Collect every line in the entries below that contains the word "carved", and copy each such line in full. Matching is case-sensitive.
════════════════════
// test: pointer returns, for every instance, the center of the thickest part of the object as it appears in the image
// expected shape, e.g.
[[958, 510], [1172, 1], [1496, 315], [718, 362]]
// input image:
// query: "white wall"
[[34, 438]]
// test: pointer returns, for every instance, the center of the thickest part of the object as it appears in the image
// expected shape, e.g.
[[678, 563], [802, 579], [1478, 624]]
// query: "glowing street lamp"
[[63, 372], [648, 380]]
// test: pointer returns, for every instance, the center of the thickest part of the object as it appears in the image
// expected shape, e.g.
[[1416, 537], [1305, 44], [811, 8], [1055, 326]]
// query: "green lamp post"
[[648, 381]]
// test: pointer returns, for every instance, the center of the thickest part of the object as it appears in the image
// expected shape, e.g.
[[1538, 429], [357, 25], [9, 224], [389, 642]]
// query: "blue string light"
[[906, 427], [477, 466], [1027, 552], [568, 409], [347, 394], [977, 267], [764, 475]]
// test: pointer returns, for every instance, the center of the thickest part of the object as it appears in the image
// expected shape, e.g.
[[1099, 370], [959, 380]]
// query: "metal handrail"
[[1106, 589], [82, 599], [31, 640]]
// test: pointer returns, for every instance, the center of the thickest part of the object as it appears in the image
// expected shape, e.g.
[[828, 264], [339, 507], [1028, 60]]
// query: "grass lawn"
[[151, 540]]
════════════════════
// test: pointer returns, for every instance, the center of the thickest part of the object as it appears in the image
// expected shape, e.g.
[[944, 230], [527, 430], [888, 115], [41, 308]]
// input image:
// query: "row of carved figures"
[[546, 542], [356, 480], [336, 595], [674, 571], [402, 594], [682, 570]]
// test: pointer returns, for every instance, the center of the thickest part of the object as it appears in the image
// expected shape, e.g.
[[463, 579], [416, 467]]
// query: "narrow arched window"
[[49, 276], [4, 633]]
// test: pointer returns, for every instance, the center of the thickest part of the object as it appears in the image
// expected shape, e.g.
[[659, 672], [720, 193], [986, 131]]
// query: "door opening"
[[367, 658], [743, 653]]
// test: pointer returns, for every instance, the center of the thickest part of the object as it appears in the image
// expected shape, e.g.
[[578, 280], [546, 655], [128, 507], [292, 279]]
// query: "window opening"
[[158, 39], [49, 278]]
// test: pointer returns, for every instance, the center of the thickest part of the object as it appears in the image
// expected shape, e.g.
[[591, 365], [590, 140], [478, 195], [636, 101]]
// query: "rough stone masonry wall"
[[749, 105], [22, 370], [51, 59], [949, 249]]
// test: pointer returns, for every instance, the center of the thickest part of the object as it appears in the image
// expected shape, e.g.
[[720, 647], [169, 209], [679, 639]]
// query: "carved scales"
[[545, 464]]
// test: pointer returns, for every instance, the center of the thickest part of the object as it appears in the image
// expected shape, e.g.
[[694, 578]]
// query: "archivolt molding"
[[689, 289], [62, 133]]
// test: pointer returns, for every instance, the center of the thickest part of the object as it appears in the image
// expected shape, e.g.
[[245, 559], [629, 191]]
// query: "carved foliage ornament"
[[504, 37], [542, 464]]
════════════════════
--- ANSWER TO THE TASK ---
// query: "row of carved figures"
// query: "carved scales"
// query: "carved foliage ornament"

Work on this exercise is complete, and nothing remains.